Your objective> Output the data as it stands. Each line must match exactly.

Data for this task>
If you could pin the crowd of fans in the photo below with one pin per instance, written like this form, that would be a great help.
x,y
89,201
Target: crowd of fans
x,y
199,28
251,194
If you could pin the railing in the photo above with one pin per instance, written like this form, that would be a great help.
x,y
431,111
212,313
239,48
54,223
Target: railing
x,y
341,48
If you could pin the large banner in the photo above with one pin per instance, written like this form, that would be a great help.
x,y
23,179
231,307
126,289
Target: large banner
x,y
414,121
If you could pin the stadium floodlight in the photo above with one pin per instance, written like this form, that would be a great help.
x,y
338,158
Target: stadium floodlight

Output for this task>
If you could pin the crowd of fans in the photo below with one pin per instance, written like this form, that would be a great help.
x,y
89,201
Target: crowd of fans
x,y
199,28
251,194
If you could pin the railing in the photo above with one pin per instance, written like this form, that would be a great help.
x,y
431,111
212,313
239,48
54,223
Target: railing
x,y
341,48
If you could pin the large banner in the photo above with one pin per instance, written like this form, that would be a great help.
x,y
23,179
231,307
126,289
Target: large banner
x,y
414,121
If you could pin the stadium floodlight in the photo above with one pin per instance, written like this form, that would be a great help.
x,y
338,158
Target: stadium floodlight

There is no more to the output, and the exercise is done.